OBJECTIVE:
Please rewrite every row from the line containing "Find the white boat" down to the line containing "left=102, top=39, right=438, bottom=321", both ends included, and nothing else. Shift each bounding box coordinate in them by -46, leaving all other wording as it stands.

──────

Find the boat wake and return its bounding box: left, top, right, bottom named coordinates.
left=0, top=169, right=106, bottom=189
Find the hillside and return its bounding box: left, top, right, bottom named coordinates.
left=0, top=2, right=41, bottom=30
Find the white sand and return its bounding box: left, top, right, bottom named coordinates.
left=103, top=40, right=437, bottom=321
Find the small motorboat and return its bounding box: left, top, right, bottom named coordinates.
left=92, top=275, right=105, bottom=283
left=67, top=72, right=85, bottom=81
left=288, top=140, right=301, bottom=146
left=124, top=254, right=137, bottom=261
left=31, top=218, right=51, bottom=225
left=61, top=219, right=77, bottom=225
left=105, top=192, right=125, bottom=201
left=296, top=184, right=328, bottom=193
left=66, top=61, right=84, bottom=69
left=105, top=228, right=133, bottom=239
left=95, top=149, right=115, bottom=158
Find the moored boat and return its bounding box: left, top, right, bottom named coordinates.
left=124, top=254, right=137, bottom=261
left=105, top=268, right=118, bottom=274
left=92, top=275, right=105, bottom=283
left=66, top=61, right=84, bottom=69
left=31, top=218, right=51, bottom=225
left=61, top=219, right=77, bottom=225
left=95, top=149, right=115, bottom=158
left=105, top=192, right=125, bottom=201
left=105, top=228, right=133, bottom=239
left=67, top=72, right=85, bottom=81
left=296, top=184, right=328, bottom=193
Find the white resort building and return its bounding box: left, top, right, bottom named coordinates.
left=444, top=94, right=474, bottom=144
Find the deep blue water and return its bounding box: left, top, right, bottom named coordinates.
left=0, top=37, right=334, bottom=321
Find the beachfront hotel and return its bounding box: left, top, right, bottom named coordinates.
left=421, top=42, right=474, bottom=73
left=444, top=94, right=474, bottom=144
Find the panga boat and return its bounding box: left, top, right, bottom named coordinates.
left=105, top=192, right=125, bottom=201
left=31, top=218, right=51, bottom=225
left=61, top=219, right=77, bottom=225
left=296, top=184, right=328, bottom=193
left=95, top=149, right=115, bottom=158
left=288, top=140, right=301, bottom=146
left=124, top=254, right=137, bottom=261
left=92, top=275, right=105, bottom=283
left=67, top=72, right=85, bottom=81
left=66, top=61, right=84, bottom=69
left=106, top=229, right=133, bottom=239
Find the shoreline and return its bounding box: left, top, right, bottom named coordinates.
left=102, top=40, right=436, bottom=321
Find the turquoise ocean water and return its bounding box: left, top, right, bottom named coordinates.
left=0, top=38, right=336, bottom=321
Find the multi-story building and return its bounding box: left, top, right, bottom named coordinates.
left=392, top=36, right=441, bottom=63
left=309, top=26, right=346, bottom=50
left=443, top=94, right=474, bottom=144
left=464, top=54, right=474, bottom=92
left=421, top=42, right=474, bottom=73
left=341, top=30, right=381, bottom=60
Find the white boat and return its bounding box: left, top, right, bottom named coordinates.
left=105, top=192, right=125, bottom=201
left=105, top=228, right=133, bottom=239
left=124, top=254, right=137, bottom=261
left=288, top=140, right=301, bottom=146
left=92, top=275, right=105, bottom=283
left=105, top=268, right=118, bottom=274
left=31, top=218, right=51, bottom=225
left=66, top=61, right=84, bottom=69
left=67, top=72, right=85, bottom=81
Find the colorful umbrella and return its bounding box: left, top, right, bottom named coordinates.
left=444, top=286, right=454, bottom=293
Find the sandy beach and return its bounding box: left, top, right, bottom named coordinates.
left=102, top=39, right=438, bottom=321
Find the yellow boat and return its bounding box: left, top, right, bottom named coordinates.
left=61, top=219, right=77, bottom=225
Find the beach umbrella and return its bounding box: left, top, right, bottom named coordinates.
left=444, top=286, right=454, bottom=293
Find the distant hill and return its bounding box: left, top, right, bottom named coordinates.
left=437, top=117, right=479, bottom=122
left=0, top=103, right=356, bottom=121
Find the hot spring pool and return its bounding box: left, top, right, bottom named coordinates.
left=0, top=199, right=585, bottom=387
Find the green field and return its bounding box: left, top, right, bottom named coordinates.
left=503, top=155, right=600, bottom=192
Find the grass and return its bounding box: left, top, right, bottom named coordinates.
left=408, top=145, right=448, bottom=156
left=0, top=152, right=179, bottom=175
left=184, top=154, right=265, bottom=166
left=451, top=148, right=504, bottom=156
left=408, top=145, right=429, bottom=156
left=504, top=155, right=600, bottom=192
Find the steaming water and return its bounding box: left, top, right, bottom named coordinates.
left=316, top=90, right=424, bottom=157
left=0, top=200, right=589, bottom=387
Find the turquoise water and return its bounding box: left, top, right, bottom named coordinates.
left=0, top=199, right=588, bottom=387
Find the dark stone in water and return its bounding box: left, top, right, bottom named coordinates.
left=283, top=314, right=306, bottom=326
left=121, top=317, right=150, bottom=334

──────

THE SOLUTION:
Find the white boat and return its bounding box: left, top, right, bottom named coordinates.
left=59, top=146, right=79, bottom=155
left=59, top=182, right=87, bottom=193
left=78, top=208, right=91, bottom=215
left=242, top=94, right=255, bottom=100
left=46, top=229, right=59, bottom=237
left=59, top=222, right=72, bottom=228
left=-15, top=172, right=5, bottom=179
left=20, top=15, right=38, bottom=23
left=21, top=26, right=39, bottom=35
Find the colorful umbrella and return its bounding box: left, top, right, bottom named coordinates.
left=398, top=240, right=408, bottom=247
Find the sandy beach and return its bounding box: left, top, right, bottom named coordinates.
left=56, top=-7, right=392, bottom=275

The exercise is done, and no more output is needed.